──────── Извлечённый текст
Увидела Северуса - а переклинило снова вспомнить один из любимейших моментов одиссеи новиковского братства. Настолько пронзительно ухвачен "удесятеренный момент бытия", что само собой думается. Подгружается "то самое" настроение и слова, одновременно едва слышные и гулкие в пустынных до дрожи коридорах и залах корабля. И если поменять Левашова на Снейпа, алкоголь - на огневиски, не думать о сигаретах...Совсем немного условий для того, чтобы еще раз прочувствовать и стихию, и границу выбора, и долгие часы до рассвета... наедине с собой.
Все мы, святые и воры,
Из алтаря и острога,
Все мы смешные актеры
В театре Господа Бога.
Множатся пытки и казни…
И возрастает тревога:
Что, коль не кончится праздник
В театре Господа Бога?!
Н. Гумилев
Огромный пароход, предназначенный для перевозки с рекордной скоростью через Атлантический океан трех тысяч пассажиров ради завоевания голубой ленты Атлантики, был пугающе пуст.
Ибо что еще можно сказать о сооружении большем, чем занимающий в длину целый городской квартал пятнадцатиэтажный дом, во всех бесчисленных квартирах которого проживает постоянно не более чем девять человек. А сейчас вообще шесть.
Вдоль третьего сверху этажа, называемого моряками верхней палубой, тянулся длинный, слабо освещенный коридор. Этот коридор упирался в огромный зал, который мог использоваться и для банкетов, и для танцев, а сейчас был темен и безлюден. Только в дальнем его углу, на эстрадном возвышении стоял с поднятыми крышками старомодно-черный концертный рояль «Стенвей». В бронзовых канделябрах над его клавиатурой горели восковые свечи, и печальный человек сам для себя или для заполненного гулкой темнотой зала играл 14-ю сонату. По стенам бегали ломаные тени. В борта корабля громко били волны, заставляя резонировать гигантскую стальную коробку.
────────────────
▶ [Задание]: Обновите отрывок текста выше, начиная со слов «Увидела Северуса - а» и заканчивая словами «театре Господа Бога.», заменив «актеры» на «артисты».
──────── Фрагменты материала
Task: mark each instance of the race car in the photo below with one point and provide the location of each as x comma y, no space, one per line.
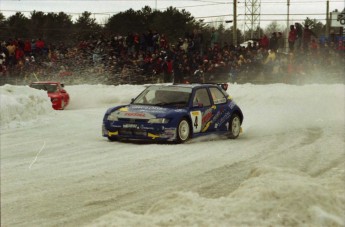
56,92
174,113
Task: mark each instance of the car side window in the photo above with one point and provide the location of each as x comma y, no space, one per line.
201,97
217,96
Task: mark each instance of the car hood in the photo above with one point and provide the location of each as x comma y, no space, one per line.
146,112
53,94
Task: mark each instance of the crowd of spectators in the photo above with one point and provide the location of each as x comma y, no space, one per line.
151,57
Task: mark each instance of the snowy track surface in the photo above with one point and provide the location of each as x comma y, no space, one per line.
286,169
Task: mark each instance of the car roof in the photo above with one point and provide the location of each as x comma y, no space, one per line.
193,85
45,82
────────────────
▶ [Ответ]:
Увидела Северуса - а переклинило снова вспомнить один из любимейших моментов одиссеи новиковского братства. Настолько пронзительно ухвачен "удесятеренный момент бытия", что само собой думается. Подгружается "то самое" настроение и слова, одновременно едва слышные и гулкие в пустынных до дрожи коридорах и залах корабля. И если поменять Левашова на Снейпа, алкоголь - на огневиски, не думать о сигаретах...Совсем немного условий для того, чтобы еще раз прочувствовать и стихию, и границу выбора, и долгие часы до рассвета... наедине с собой.
Все мы, святые и воры,
Из алтаря и острога,
Все мы смешные артисты
В театре Господа Бога.